> _TEKS ACUAN_

§

Wahyu Utomo
Plt Kepala Pusat Kebijakan APBN, Badan Kebijakan Fiskal, Kementerian Keuangan
FAKTA menunjukkan APBN memiliki peran yang sangat vital dalam perekonomian di masa pandemi Covid-19. Tidak hanya di Indonesia, tapi juga semua negara. Saat ini, di tengah situasi perekonomian global yang masih serbatidak menentu, APBN masih menjadi salah satu instrumen terpenting untuk menjaga arah pemulihan ekonomi nasional. APBN tidak hanya berperan dalam menstimulasi perekonomian, tapi juga bekerja keras untuk mewujudkan kesejahteraan masyarakat. Dengan peran APBN yang sedemikian penting, wajar apabila pemerintah secara konsisten menjaga APBN agar tetap sehat.
Melalui berbagai reformasi fiskal, pemerintah ingin terus berupaya untuk meningkatkan kualitas APBN, baik dari sisi pendapatan, kualitas belanja, dan inovasi pembiayaan. Di tengah upaya reformasi fiskal yang terus dilakukan, berbagai tantangan kembali hadir. Salah satunya adalah masih terbatasnya pendapatan negara untuk memenuhi kebutuhan pembangunan. Untuk itu, pemerintah memilih jalan dengan mencari pembiayaan yang salah satunya bersumber dari utang. Secara teoritis, utang merupakan suatu hal yang wajar dan umum dalam praktik kebijakan keuangan negara.

§

> _YANG PERLU DILAKUKAN_
1. Bisakah paragraf yang diawali "Melalui berbagai reformasi fiskal" dalam teks tentang APBN disusun ulang menjadi daftar singkat tanpa menghilangkan fakta pokoknya?
2. Bagaimana kelanjutan teks tentang APBN ini setelah kalimat terakhirnya?

> _CUPLIKAN DATA_
§

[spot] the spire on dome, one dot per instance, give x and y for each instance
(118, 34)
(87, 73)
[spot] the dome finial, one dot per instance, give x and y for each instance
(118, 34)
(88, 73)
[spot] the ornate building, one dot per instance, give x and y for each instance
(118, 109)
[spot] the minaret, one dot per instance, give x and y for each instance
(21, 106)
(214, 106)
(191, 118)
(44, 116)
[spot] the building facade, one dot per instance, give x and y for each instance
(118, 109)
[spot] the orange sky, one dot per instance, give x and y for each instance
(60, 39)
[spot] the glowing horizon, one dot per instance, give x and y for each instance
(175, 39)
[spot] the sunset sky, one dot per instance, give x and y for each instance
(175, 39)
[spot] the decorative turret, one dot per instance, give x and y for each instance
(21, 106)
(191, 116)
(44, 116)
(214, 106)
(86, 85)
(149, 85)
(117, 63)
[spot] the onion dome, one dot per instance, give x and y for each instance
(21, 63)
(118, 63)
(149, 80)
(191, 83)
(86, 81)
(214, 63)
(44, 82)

§

> _JAWABAN_
1.
- Lewat reformasi fiskal, pemerintah berupaya meningkatkan kualitas APBN dari sisi pendapatan, kualitas belanja, dan inovasi pembiayaan.
- Di tengah reformasi itu muncul berbagai tantangan, salah satunya pendapatan negara yang masih terbatas untuk memenuhi kebutuhan pembangunan.
- Karena itu, pemerintah mencari pembiayaan, salah satunya dari utang.
- Secara teoretis, utang merupakan hal yang wajar dan umum dalam praktik kebijakan keuangan negara.

2.
Menurut Dana Moneter Internasional (IMF), hanya ada satu negara yang terbebas dari utang, yakni Macao SAR. Bahkan, Brunei Darusalam yang selama ini dikenal sebagai salah satu negara paling kaya di dunia, tercatat memiliki utang pemerintah sebesar 3,2 persen dari PDB. Untuk negara dengan porsi utang terbesar terhadap PDB, Jepang menjadi pemimpin klasemen sementara, yaitu sebesar 266,2 persen PDB. Dalam konteks ini, utang menjadi instrumen fiskal yang mempunyai nilai strategis untuk mengantarkan terwujudnya kesejahteraan.
Namun demikian pilihan kebijakan utang juga membawa konsekuensi risiko yang perlu dikendalikan. Sejalan dengan hal tersebut, maka pengelolaan utang harus senantiasa memenuhi 3 prinsip utama, yaitu utang sesuai kebutuhan, utang sesuai kemampuan membayar, dan utang yang diarahkan untuk kegiatan produktif.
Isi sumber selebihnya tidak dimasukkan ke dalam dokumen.